Exercise instructions | Replace "sneaker" with "running shoe" in the entries, from their first line through the line containing "point(591, 229)", inclusive. Write out only those lines with that one change and everything else left as it is.

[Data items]
━━━━━━━━━━━━━━━━━━━━━━━━━━━━━━

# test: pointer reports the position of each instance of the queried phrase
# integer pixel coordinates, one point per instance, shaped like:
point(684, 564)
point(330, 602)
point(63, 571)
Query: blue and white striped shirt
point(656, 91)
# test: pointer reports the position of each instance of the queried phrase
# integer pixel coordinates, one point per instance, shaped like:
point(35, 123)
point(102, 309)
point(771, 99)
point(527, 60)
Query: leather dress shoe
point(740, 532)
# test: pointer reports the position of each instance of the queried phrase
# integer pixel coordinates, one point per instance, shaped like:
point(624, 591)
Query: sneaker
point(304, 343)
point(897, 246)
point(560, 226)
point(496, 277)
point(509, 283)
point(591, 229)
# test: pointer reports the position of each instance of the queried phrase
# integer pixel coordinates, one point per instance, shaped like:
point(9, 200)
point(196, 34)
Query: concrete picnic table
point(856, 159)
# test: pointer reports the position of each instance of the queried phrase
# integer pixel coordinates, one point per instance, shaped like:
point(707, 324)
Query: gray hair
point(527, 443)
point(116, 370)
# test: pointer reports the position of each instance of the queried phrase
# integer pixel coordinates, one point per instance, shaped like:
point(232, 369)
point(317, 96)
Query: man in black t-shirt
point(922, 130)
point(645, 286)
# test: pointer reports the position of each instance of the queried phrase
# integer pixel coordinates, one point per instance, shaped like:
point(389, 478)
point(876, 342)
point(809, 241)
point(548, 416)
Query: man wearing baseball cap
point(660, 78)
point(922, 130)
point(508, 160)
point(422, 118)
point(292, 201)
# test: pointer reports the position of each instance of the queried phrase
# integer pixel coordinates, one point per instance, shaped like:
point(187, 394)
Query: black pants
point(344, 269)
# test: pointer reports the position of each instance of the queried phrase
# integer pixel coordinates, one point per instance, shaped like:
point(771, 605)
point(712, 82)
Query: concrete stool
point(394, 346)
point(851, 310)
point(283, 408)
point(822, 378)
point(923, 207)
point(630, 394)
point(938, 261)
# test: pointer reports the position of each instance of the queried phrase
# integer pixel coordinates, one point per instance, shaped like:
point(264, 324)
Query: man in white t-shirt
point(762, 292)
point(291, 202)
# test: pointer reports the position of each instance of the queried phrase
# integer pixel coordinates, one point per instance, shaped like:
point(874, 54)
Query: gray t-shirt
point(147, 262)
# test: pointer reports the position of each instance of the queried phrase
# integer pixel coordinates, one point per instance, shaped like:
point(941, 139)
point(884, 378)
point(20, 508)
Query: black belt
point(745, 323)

━━━━━━━━━━━━━━━━━━━━━━━━━━━━━━

The answer |
# test: pointer reports the position of each instance of the queried phrase
# integer pixel coordinates, one point per instance, shaped like:
point(684, 564)
point(330, 602)
point(63, 571)
Query: blue and white striped shirt
point(656, 91)
# test: pointer reports the position of each instance of the queried phrase
# integer pixel coordinates, one point per instance, shaped like:
point(35, 123)
point(102, 309)
point(771, 99)
point(527, 60)
Query: leather dress shoe
point(740, 532)
# test: pointer reports the position of each instance of the queried phrase
# integer pixel coordinates, one point per instance, shaped like:
point(624, 591)
Query: running shoe
point(304, 343)
point(897, 246)
point(560, 226)
point(496, 277)
point(509, 283)
point(591, 229)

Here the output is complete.